-- START OF GIVEN PASSAGE --

[HN Gopher] You can list a directory containing 8M files, but no...
___________________________________________________________________
You can list a directory containing 8M files, but not with ls
Author : _wldu
Score : 50 points
Date : 2021-08-15 19:21 UTC (3 hours ago)
(HTM) web link (be-n.com)
(TXT) w3m dump (be-n.com)
| tyingq wrote:
| perl -E 'opendir(my $d,".");say while readdir $d'
| marcodiego wrote:
| Makes me think that findfirst and findnext were not that bad
| after all.
| Y_Y wrote:
| If you haven't prepared for this eventuality then odds are you're
| going to run out of inodes first. And it's probably not useful to
| just dump all those filenames to your terminal. And don't even
| say you were piping the output of `ls` to something else!
|
| Anyway the coreutils shouldn't have arbitrary limits like this,
| at least if they do then the limits should be so high that you
| have to be really trying hard in order to reach them.
| cmeacham98 wrote:
| There isn't actually an arbitrary limit, it's just that glibc's
| readdir() implementation is really really slow with millions of
| files according to the article. Presumably if you waited awhile
| `ls` would eventually get the whole list.
| matheusmoreira wrote:
| The glibc functions are just bad wrappers for the real system
| calls which no doubt work much more efficiently. I fully
| expected to find the system call solution in the article and
| was not disappointed.

-- END OF GIVEN PASSAGE --

CHALLENGE A
In the thread on listing a directory with 8M files, what reason is given for why `ls` struggles even though there is no arbitrary limit? Answer in one to three sentences.
The entries that follow are unrelated to the thread above.

-- START OF DATASET EXTRACT --

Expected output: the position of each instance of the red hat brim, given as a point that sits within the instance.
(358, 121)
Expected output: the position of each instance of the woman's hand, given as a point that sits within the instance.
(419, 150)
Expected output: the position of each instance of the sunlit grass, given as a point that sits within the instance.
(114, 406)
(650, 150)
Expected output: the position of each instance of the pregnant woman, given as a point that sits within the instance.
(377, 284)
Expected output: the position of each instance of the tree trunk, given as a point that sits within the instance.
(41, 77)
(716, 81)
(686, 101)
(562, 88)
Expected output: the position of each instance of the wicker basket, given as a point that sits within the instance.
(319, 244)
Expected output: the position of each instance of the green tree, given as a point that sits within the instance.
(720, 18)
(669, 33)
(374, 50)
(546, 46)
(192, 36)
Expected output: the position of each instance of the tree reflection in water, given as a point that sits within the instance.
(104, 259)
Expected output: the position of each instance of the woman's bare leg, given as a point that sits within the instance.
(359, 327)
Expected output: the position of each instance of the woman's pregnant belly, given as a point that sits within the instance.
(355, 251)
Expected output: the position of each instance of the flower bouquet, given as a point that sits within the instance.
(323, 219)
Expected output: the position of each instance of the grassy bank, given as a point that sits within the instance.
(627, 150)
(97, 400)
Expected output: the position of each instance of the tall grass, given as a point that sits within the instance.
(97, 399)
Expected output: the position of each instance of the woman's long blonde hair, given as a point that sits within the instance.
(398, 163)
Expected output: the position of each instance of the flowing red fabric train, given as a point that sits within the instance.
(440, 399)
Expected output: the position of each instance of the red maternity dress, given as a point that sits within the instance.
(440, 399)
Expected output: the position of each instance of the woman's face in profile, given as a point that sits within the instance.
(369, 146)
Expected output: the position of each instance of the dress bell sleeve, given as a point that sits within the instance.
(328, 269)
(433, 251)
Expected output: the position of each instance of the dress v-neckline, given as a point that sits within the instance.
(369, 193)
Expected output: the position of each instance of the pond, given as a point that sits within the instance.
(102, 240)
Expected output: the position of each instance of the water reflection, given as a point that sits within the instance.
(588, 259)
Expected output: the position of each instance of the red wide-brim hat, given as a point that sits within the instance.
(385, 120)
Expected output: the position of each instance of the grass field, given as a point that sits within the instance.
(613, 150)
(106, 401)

-- END OF DATASET EXTRACT --

CHALLENGE B
Reproduce the entries exactly as they appear, from the line containing "Expected output: the position of each instance of the water" through the last line of the entries, with both ends included.

RESPONSE A
The reason given is that glibc's readdir() implementation is very slow with millions of files, according to the article. There is no arbitrary limit, so `ls` would presumably return the whole list eventually if one waited long enough.

RESPONSE B
Expected output: the position of each instance of the water reflection, given as a point that sits within the instance.
(588, 259)
Expected output: the position of each instance of the red wide-brim hat, given as a point that sits within the instance.
(385, 120)
Expected output: the position of each instance of the grass field, given as a point that sits within the instance.
(613, 150)
(106, 401)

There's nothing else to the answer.